- **Records for the exercise**:
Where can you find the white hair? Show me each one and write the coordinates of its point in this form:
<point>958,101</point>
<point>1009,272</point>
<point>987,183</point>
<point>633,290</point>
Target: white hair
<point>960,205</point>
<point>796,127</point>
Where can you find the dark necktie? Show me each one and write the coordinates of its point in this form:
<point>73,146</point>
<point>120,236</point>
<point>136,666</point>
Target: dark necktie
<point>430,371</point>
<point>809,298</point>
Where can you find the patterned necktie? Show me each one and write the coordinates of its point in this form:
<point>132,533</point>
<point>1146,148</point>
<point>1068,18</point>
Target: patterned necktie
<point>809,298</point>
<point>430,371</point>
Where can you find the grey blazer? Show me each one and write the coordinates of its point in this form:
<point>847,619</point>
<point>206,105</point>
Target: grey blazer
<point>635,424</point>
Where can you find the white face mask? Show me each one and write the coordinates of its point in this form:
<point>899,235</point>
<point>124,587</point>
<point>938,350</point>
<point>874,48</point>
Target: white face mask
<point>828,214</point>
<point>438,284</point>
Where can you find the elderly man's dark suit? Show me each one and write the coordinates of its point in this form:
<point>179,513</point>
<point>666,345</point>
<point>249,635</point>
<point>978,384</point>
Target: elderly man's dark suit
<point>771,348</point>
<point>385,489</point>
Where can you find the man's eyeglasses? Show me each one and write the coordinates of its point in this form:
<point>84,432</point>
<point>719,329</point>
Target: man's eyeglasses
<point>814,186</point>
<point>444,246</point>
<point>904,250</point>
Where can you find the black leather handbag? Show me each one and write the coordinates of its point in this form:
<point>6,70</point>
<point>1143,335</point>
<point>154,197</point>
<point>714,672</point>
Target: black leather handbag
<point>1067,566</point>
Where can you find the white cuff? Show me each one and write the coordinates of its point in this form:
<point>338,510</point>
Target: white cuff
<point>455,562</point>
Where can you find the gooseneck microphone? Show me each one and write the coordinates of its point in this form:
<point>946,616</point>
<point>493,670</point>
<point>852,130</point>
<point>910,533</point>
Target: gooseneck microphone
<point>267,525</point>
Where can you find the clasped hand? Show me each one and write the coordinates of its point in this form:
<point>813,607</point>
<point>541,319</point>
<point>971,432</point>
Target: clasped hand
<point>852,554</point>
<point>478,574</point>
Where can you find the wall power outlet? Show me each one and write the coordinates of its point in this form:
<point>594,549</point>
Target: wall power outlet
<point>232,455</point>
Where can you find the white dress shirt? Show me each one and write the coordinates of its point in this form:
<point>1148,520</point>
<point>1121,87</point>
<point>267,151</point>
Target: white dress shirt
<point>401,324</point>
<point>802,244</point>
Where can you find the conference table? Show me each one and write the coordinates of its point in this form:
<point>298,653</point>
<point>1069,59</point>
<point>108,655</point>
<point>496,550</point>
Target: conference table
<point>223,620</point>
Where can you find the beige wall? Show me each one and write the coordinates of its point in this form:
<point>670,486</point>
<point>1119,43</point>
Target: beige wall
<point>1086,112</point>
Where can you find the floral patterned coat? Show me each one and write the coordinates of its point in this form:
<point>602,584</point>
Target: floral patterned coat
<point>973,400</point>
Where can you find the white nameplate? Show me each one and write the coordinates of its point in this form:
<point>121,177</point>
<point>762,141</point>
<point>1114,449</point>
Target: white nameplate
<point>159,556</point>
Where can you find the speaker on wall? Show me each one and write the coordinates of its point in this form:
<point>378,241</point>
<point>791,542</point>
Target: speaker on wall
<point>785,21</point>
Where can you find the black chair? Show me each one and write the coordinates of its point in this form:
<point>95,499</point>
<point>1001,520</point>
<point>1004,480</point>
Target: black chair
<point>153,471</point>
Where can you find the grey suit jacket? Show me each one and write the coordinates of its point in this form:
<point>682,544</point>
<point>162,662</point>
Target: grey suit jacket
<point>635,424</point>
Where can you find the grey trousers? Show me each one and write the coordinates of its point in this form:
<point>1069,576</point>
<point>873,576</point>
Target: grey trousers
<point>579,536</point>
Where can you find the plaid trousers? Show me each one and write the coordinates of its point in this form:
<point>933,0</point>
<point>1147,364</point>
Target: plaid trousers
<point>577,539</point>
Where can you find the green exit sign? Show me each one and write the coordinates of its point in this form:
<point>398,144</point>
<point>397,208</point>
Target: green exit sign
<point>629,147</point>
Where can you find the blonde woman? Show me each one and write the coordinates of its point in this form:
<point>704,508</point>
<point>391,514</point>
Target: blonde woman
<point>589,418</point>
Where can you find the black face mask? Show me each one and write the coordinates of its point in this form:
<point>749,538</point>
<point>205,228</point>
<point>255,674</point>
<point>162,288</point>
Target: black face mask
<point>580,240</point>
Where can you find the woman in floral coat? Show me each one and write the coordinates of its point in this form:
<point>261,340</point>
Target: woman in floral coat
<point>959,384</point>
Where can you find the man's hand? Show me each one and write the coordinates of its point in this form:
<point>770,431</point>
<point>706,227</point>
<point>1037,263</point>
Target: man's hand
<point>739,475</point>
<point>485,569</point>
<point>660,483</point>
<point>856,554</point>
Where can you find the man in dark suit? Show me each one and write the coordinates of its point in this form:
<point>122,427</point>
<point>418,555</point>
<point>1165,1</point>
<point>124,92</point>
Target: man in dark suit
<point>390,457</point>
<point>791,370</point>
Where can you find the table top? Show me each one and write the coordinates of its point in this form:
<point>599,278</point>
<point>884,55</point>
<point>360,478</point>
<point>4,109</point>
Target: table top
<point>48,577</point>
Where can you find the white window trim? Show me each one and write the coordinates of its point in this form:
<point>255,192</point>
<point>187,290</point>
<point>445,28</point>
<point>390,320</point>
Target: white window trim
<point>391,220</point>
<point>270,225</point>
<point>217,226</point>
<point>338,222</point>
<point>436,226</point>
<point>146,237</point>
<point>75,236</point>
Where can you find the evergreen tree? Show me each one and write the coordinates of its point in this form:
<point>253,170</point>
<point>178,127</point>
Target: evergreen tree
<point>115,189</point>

- **Assignment**: The answer is the lines above between the line holding "Target: table top" and the line holding "<point>390,320</point>", inclusive, each written out exactly, and no others.

- **Solved problem**:
Target: table top
<point>48,577</point>
Where can you find the white window trim? Show me each one and write the coordinates of its point in this form:
<point>255,192</point>
<point>187,290</point>
<point>445,28</point>
<point>390,320</point>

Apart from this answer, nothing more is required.